_YOUR INSTRUCTIONS_
How many lines in the material below contain the string "building"? Give only the number.
[Begin DATA SHOWN]
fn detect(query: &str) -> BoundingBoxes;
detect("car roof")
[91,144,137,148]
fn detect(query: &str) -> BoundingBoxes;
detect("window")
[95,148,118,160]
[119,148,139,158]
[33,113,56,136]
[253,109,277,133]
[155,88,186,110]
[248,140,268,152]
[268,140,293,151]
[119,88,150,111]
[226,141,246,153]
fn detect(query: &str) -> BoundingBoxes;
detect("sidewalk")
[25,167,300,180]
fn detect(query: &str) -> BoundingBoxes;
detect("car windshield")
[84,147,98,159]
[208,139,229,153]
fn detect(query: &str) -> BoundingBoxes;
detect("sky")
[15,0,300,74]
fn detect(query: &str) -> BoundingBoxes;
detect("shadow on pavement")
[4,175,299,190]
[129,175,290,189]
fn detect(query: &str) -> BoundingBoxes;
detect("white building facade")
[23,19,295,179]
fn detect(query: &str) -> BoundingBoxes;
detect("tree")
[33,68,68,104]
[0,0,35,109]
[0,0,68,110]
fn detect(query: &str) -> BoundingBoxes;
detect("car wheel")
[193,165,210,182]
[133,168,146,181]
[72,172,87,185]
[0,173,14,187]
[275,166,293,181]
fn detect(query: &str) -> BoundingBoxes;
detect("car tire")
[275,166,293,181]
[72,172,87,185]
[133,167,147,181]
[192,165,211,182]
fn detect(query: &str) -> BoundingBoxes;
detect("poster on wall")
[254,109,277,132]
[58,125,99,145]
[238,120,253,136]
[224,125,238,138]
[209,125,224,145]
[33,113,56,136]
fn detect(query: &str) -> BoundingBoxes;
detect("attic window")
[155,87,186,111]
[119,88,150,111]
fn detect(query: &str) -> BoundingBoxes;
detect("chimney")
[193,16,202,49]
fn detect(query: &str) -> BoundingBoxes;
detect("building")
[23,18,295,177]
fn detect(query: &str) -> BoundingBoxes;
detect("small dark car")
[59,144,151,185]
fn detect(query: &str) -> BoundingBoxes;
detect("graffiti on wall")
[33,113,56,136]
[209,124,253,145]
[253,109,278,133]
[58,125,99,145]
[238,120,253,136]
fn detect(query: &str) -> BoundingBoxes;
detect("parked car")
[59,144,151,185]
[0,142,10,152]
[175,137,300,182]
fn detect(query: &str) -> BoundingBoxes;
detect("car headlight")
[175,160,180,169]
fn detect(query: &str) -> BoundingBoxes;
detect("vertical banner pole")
[End DATA SHOWN]
_COMPLETE RESPONSE_
2